Balancing athletics with academics can be hard for any student athlete, but Hubona’s dedication to others takes time management to another level. He said he’s able to navigate this high level of involvement because he didn’t take it on overnight.
“I feel like if it just all came at me at once it would have been impossible, but I was just slowly stacking things up,” Hubona said.
The track and field coaching staff has helped make Hubona’s schedule work.
“As a staff, we’ve always made ourselves very flexible in terms of practice times,” Thurnhoffer said. “We’re not like a basketball team who has one uniform practice time, we probably have seven or eight practice times a day.”
While there’s been no substantial conflict between the many dimensions in Hubona’s life, his diverse priorities have influenced him to take a less travelled path in his sport. After winning the Illinois 3A State title in discus with Benet Academy, he arrived at Loyola as a “lanky” freshman, ranked as the eighth-best discus recruit in the country. He said college throwing, however, is different than high school because the weights and implements increase. To give athletes time to bulk up and adjust their techniques for the increase in weights, most colleges redshirt their incoming throwers. Hubona’s competing interests couldn’t afford that extra year.
“He didn’t want to sit around and stick around in college, he wanted to get his four years in and go off to medical school, so he’s had to play a little bit of catch up,” assistant coach Pat McGarry, who recruited Hubona, said.

**Descriptions of regions in natural language**
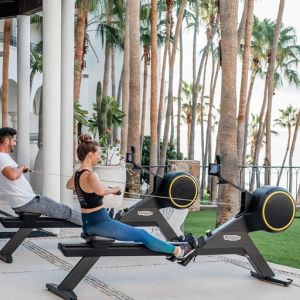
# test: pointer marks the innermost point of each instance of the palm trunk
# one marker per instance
(292, 152)
(119, 94)
(40, 126)
(179, 93)
(106, 70)
(270, 83)
(170, 92)
(113, 87)
(153, 100)
(247, 118)
(260, 135)
(244, 82)
(285, 155)
(5, 71)
(125, 84)
(194, 57)
(242, 22)
(201, 111)
(144, 105)
(208, 147)
(162, 81)
(196, 89)
(228, 124)
(172, 124)
(134, 90)
(80, 30)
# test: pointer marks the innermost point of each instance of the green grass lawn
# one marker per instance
(281, 248)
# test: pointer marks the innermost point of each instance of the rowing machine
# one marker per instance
(178, 190)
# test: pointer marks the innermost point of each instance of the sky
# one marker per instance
(284, 96)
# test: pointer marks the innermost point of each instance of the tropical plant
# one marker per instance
(287, 119)
(5, 68)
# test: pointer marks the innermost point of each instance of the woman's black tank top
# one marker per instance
(86, 200)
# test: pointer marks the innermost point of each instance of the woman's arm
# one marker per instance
(98, 188)
(70, 184)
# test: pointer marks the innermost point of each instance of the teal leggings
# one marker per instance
(100, 223)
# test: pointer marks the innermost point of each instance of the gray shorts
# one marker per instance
(48, 207)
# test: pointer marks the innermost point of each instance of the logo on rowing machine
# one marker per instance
(145, 213)
(232, 237)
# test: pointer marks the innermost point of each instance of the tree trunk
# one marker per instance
(81, 24)
(113, 87)
(244, 83)
(242, 22)
(202, 110)
(172, 124)
(125, 84)
(153, 100)
(285, 155)
(40, 126)
(228, 125)
(260, 135)
(194, 57)
(134, 89)
(162, 81)
(292, 152)
(144, 105)
(270, 83)
(179, 93)
(208, 147)
(196, 89)
(106, 70)
(170, 92)
(119, 94)
(247, 118)
(5, 71)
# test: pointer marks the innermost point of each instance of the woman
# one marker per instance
(95, 219)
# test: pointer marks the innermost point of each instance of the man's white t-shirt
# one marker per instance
(17, 192)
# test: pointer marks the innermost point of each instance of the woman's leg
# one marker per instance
(123, 232)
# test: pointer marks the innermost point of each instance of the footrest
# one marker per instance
(284, 282)
(28, 216)
(97, 241)
(65, 294)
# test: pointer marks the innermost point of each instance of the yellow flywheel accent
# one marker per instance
(189, 203)
(264, 211)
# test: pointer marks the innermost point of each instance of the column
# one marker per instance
(23, 90)
(67, 75)
(51, 97)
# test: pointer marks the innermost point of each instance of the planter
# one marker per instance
(111, 176)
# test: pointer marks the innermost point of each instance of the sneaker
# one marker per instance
(186, 251)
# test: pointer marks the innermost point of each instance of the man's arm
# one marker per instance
(12, 173)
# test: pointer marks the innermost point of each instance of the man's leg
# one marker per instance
(50, 208)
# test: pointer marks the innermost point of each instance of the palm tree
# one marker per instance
(179, 92)
(5, 71)
(84, 7)
(134, 87)
(209, 13)
(169, 7)
(297, 125)
(287, 56)
(244, 82)
(153, 100)
(287, 119)
(271, 72)
(125, 83)
(186, 108)
(228, 126)
(170, 91)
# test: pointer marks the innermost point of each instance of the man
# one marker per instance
(15, 188)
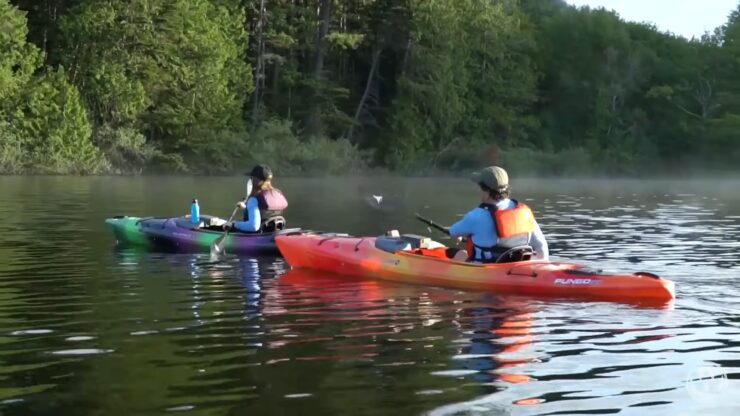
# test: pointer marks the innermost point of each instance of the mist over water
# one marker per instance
(90, 328)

**WORK REQUEST 1**
Reproduce the text about Hubona word for word, from "While there’s been" up to and including "recruited Hubona, said.".
**WORK REQUEST 2**
Write the next part of the text about Hubona's track and field career, starting after its last sentence.
The records have no connection to the text about Hubona.

**ANSWER 1**
While there’s been no substantial conflict between the many dimensions in Hubona’s life, his diverse priorities have influenced him to take a less travelled path in his sport. After winning the Illinois 3A State title in discus with Benet Academy, he arrived at Loyola as a “lanky” freshman, ranked as the eighth-best discus recruit in the country. He said college throwing, however, is different than high school because the weights and implements increase. To give athletes time to bulk up and adjust their techniques for the increase in weights, most colleges redshirt their incoming throwers. Hubona’s competing interests couldn’t afford that extra year.
“He didn’t want to sit around and stick around in college, he wanted to get his four years in and go off to medical school, so he’s had to play a little bit of catch up,” assistant coach Pat McGarry, who recruited Hubona, said.

**ANSWER 2**
Hubona caught up fast: He broke the 35-year-old school discus record in his second year at Loyola and finished fourth out of 18 competitors in discus at the 2016 MVC Championship. The throw served as another sign of program progress for McGarry and big-time gratification for Hubona. He admitted the sport takes a special amount of dedication and patience.
“[Breaking a record] is that moment when everything comes together and all the hard work pays off and you can feel good about where you’re at,” Hubona said.
Coming into his final year, Hubona is looking for more payoff. This year, he’ll be competing exclusively in the weight throw during the indoor season and in discus during the outdoor season. McGarry said he believes things will be easier for Hubona this time around because he no longer has to study for his Medical College Admission Test (MCAT). He’s already off to a solid start in the early stages of the indoor season, tallying four top-five finishes in five meets, including a first place distance of 17.57m in weight throw at the John Tierney Classic Jan. 20.
Moving forward, Hubona’s goals for the season include making podium for discus and weight throw at the MVC Championships and making it to the National Championship first round meet in discus, all of which would be firsts for Hubona.
“I think he can do it. He’s made some really good progress in his technique,” McGarry said.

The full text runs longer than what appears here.